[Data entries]
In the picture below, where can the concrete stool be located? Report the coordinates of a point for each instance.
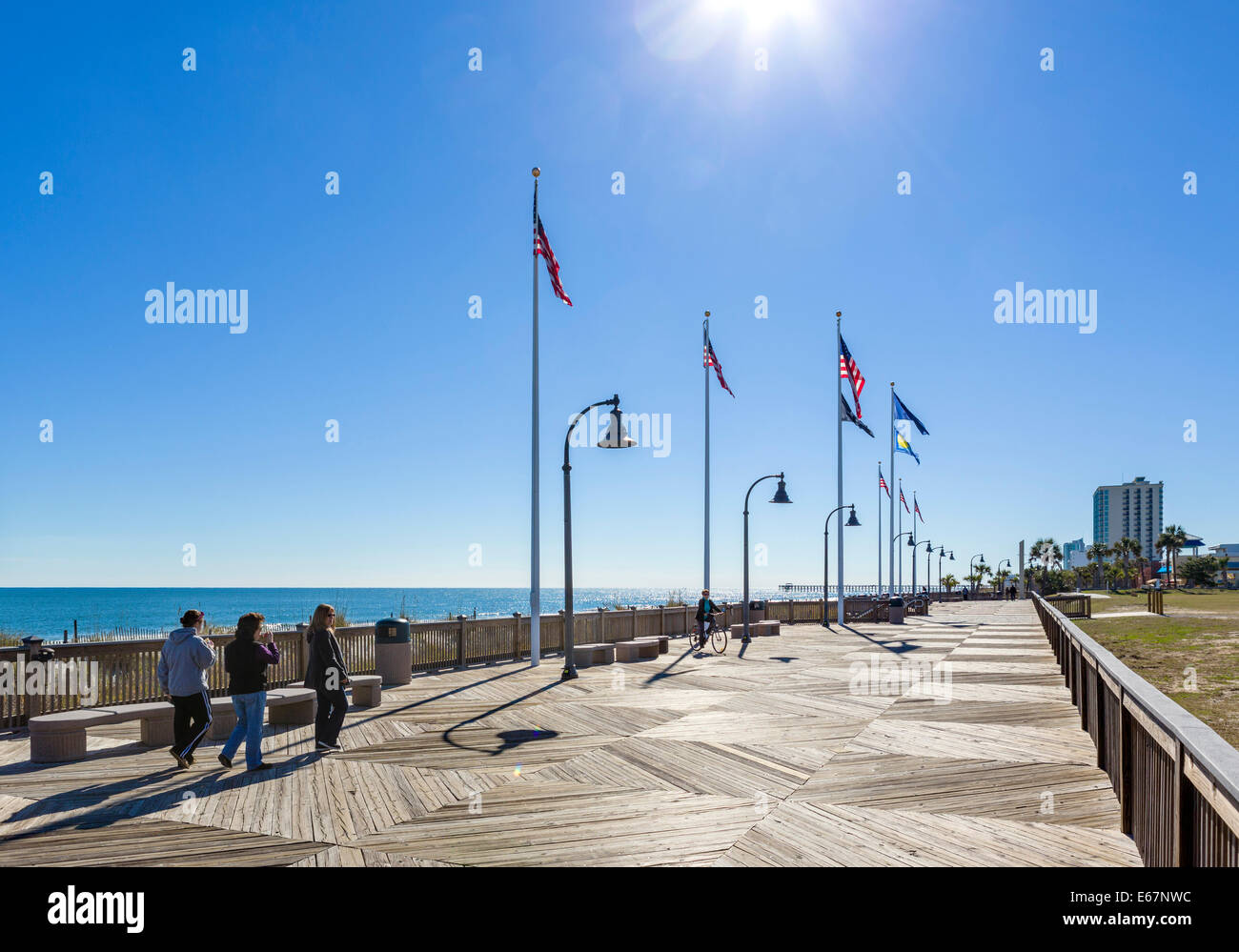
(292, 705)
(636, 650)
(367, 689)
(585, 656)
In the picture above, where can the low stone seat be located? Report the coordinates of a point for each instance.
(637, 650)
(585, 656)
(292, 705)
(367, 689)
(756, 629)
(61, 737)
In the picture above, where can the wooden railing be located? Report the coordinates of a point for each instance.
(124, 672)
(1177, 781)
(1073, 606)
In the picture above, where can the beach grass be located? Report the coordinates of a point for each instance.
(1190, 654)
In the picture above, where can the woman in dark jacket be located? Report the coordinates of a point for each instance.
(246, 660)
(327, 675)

--

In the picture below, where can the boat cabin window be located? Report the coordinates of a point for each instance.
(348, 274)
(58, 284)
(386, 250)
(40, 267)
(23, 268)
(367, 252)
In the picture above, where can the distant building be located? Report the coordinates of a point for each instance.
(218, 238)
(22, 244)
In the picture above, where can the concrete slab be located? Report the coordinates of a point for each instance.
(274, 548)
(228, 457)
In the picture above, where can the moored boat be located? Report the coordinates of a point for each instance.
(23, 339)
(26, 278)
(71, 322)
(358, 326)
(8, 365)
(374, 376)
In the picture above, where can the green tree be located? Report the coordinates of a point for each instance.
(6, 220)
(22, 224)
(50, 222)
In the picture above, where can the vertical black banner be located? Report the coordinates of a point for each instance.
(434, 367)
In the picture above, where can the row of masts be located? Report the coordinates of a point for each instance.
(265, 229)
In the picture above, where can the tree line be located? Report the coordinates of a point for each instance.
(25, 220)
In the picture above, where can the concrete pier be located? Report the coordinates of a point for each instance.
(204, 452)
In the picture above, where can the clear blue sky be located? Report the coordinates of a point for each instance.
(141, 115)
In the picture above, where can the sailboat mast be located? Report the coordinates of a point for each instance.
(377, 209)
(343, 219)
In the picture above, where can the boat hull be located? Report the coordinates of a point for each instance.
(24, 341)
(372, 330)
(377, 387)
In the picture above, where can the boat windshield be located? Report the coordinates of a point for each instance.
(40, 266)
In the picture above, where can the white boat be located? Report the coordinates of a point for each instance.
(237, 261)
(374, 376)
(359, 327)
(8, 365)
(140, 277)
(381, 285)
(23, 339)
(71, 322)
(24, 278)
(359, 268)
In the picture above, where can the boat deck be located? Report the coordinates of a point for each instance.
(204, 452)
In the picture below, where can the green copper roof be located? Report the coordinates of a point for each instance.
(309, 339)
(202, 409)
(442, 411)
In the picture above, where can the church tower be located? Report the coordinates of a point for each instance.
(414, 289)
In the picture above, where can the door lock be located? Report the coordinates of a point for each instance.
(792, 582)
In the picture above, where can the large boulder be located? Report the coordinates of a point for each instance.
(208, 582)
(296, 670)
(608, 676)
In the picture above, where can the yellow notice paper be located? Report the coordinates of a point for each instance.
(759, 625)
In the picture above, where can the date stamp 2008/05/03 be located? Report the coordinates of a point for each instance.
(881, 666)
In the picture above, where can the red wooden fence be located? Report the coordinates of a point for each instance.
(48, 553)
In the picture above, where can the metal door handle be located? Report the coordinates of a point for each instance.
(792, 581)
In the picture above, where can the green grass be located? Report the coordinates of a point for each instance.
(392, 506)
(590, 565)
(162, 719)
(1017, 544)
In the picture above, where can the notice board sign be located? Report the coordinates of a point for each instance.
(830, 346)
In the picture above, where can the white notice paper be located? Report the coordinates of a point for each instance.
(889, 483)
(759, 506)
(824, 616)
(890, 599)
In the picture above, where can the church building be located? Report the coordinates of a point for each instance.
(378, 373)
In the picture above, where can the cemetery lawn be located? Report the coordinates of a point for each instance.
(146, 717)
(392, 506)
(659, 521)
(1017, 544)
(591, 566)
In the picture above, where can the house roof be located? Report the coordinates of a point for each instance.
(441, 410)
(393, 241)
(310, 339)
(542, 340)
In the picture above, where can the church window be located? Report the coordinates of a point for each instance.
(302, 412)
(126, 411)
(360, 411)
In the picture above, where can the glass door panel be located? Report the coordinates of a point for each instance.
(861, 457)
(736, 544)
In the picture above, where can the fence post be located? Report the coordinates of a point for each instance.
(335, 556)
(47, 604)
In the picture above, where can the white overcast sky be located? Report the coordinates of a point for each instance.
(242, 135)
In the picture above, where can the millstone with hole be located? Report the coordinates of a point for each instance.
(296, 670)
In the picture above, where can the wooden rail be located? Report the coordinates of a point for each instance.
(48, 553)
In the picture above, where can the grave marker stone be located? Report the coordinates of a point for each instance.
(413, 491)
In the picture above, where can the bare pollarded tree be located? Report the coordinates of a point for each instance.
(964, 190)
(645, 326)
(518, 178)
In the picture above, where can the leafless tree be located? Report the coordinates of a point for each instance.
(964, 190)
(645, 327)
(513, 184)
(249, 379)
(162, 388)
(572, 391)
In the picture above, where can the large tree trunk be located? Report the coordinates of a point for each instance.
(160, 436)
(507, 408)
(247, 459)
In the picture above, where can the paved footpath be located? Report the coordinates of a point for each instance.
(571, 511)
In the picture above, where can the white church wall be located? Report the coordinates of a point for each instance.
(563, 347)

--

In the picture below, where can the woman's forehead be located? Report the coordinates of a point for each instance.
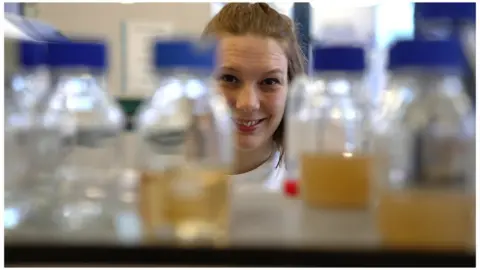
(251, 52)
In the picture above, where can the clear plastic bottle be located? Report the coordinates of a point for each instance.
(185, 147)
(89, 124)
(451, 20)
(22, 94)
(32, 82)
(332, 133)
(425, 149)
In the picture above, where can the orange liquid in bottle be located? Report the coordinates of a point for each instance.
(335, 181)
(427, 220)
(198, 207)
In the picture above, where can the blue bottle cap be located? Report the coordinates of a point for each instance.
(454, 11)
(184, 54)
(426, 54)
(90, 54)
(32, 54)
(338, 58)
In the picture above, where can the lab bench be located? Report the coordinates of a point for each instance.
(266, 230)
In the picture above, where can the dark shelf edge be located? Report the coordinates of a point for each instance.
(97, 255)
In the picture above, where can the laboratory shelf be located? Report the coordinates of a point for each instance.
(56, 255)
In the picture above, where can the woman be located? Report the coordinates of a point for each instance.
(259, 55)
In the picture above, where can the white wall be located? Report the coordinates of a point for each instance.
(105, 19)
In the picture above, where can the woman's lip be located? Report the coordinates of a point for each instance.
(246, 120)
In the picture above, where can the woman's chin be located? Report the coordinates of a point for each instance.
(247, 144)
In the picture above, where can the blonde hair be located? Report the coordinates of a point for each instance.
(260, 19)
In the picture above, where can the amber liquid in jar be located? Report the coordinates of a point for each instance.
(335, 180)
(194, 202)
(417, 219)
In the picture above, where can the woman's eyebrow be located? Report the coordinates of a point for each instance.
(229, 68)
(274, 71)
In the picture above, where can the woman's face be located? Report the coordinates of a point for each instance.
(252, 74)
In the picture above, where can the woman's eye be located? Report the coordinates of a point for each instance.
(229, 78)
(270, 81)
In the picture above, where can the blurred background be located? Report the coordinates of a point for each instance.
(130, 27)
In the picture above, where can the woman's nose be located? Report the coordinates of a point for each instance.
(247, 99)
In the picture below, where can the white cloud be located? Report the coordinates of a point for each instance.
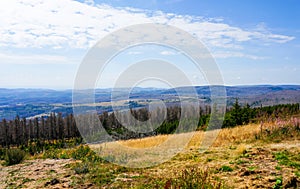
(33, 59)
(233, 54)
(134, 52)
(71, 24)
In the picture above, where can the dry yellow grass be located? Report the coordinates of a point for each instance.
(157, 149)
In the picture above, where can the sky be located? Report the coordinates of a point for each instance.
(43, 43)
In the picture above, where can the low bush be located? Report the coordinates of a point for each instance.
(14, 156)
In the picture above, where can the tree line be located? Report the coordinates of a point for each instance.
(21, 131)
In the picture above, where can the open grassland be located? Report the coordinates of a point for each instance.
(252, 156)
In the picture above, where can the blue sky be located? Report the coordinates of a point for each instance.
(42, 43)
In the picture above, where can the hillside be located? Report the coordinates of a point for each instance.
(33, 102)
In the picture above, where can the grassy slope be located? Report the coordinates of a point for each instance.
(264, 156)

▶ [WHAT THE TASK REQUIRES]
Copy out each line of the entries above that contains the word "wall". Matching is case-sensitive.

▶ [OUTPUT FOR THIS EXERCISE]
In the picture above, where can the white church wall be located? Report the coordinates of a point for each instance.
In the picture above, where can the white wall be located? Report the coordinates of a point for each instance.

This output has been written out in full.